OBJECTIFS -
**1.** Énumérez les localités d'où venaient les marins qui pêchaient au Cap Ferret pendant la saison de pêche, selon le texte sur les vignes du Cap Ferret.
**2.** Recopiez fidèlement le passage du texte sur les vignes du Cap Ferret qui va de « Un document illustré » jusqu'à « Bassin de l’autre. » inclus.
**3.** D'après le texte sur les vignes du Cap Ferret, pourquoi Léon Lesca a-t-il choisi le style mauresque pour la maison bâtie à Gnagnote ?

EXTRAIT SOURCE -
========

Les vignes du Cap Ferret

Par Françoise Cottin

Un document illustré par des images uniques

 

Entrepreneur de travaux publics, Léon Lesca, né à La Teste en  1825,  réalisa d’importants travaux en France et en Algérie, où il aménagea le Port d’Alger, et construisit la ligne de chemin de fer Bône-Philippeville.  De retour en France en 1860, il investit la plus grande partie de ses bénéfices dans l’achat de terrains dans son pays natal.

A cette époque l’administration des Eaux et Forêts cherchait à financer de nouveaux semis en vendant  des parcelles déclassées de la forêt domaniale.  Léon Lesca et son frère Frédéric se portèrent   adjudicataires des lots,  aux enchères publiques,  et devinrent ainsi propriétaires de la moitié Est de la presqu’île du Cap Ferret, de Bélisaire à Claouey, limitée par le garde-feu central  d’un côté, et le Bassin de l’autre.

Le Cap Ferret est alors un désert, habité par quelques rares  fonctionnaires  ( gardiens du phare et du sémaphore, douaniers, forestiers) , aussi isolés que sur une île perdue au milieu de l’Océan  Pendant la saison de pêche,  des  marins venus de La Teste, Gujan ou Arès, tirent leurs filets sur les immenses plages de l’Océan, et construisent des abris provisoires avec des bois d »épave et des genêts. Ces huttes sommaires sont les ancêtres des villages ostréicoles d’aujourd’hui.

En 1865,  Léon Lesca fait édifier sur le terrain qu’il vient d’acquérir, au lieu-dit « Gnagnote », une maison de style mauresque, en souvenir des années passées en Algérie. La légendaire « Villa Algérienne »,  est donc le premier bâtiment construit par un propriétaire privé sur les sables instables du Cap Ferret. Il n’existe alors ni route ni chemin, et le village le plus proche, Lège, se trouve à quinze kilomètres à vol d’oiseau. Les matériaux de construction sont  acheminés, au rythme des courants de marée,  par des allèges et de lourds chalands à voile, depuis le port de La Teste. La construction est achevée rapidement, mais il est difficile de séjourner longtemps dans une maison située loin de tout, sans possibilité d’approvisionnement. Dans un premier temps, la Villa reste un simple pavillon de chasse, mais très vite elle devient le Poste de commandement d’un domaine en pleine expansion.

========

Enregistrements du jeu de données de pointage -
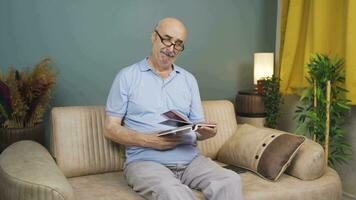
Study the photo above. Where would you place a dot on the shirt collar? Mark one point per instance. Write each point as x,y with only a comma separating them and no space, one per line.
144,66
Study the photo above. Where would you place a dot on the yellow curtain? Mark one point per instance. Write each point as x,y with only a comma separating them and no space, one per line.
316,26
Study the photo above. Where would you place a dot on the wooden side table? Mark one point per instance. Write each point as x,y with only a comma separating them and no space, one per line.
250,108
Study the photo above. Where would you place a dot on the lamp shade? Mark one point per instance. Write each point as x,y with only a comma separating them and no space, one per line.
263,66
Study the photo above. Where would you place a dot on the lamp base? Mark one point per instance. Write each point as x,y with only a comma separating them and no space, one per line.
250,104
259,87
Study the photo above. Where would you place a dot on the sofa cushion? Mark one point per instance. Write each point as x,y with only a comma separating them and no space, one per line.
309,163
327,187
112,186
267,152
107,186
221,112
78,142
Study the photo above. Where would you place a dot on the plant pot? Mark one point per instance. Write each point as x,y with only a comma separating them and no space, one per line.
9,136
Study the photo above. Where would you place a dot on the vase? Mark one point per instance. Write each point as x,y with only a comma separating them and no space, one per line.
9,136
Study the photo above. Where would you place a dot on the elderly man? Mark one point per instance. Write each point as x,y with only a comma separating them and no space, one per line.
164,167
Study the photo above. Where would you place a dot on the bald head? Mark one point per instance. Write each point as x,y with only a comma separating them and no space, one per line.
173,27
168,40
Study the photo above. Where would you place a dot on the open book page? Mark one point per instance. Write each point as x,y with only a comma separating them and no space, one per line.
181,125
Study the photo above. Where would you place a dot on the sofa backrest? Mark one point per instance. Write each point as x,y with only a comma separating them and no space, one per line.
78,143
221,112
80,148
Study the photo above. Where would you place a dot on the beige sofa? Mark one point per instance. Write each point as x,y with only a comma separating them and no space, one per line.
88,166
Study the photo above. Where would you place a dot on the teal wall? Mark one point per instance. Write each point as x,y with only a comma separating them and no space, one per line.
90,40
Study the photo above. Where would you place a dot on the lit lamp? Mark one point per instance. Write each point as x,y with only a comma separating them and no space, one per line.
263,67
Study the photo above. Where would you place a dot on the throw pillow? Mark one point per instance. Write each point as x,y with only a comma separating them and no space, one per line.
267,152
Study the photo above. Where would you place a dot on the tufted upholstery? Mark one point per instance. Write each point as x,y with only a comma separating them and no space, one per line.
90,167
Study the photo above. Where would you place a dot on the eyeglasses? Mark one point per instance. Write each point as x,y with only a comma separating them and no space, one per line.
167,42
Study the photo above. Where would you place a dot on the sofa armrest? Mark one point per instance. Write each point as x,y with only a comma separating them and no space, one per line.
309,163
28,172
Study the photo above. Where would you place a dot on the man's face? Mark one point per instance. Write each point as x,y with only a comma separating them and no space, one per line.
167,43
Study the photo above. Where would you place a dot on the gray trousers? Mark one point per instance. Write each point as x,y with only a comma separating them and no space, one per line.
156,181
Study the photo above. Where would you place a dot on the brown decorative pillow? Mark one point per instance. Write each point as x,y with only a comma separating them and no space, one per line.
267,152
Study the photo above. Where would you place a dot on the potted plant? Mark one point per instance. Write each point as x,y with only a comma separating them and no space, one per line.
272,98
323,108
24,97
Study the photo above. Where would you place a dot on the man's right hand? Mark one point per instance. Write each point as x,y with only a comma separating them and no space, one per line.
162,142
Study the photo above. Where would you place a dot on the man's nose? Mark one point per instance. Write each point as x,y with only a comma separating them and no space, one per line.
171,48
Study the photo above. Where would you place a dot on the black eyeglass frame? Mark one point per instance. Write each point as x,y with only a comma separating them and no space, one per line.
168,43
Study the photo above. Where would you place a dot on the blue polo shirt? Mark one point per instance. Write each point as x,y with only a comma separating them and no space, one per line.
139,96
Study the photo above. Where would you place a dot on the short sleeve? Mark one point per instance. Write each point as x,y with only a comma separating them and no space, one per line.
196,111
116,104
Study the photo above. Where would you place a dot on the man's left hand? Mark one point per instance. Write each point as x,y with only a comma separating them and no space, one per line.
205,132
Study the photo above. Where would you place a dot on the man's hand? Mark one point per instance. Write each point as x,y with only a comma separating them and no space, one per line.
205,132
162,142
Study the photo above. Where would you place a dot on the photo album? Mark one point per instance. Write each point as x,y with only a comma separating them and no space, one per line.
180,124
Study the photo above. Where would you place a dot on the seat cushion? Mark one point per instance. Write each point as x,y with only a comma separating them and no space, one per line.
106,187
113,186
290,188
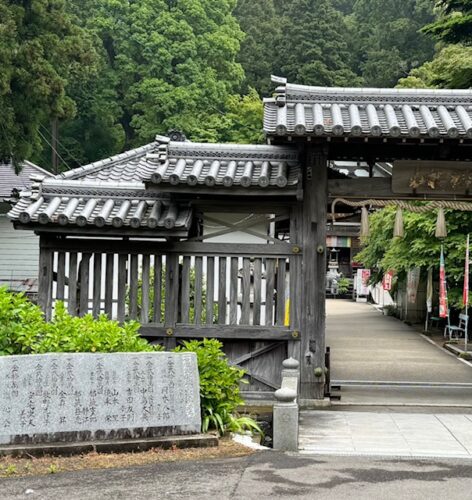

========

RÉPONSES -
**1.** La Teste, Gujan, Arès

**2.**
Un document illustré par des images uniques

 

Entrepreneur de travaux publics, Léon Lesca, né à La Teste en  1825,  réalisa d’importants travaux en France et en Algérie, où il aménagea le Port d’Alger, et construisit la ligne de chemin de fer Bône-Philippeville.  De retour en France en 1860, il investit la plus grande partie de ses bénéfices dans l’achat de terrains dans son pays natal.

A cette époque l’administration des Eaux et Forêts cherchait à financer de nouveaux semis en vendant  des parcelles déclassées de la forêt domaniale.  Léon Lesca et son frère Frédéric se portèrent   adjudicataires des lots,  aux enchères publiques,  et devinrent ainsi propriétaires de la moitié Est de la presqu’île du Cap Ferret, de Bélisaire à Claouey, limitée par le garde-feu central  d’un côté, et le Bassin de l’autre.

**3.** Il l'a fait construire dans ce style en souvenir des années qu'il avait passées en Algérie.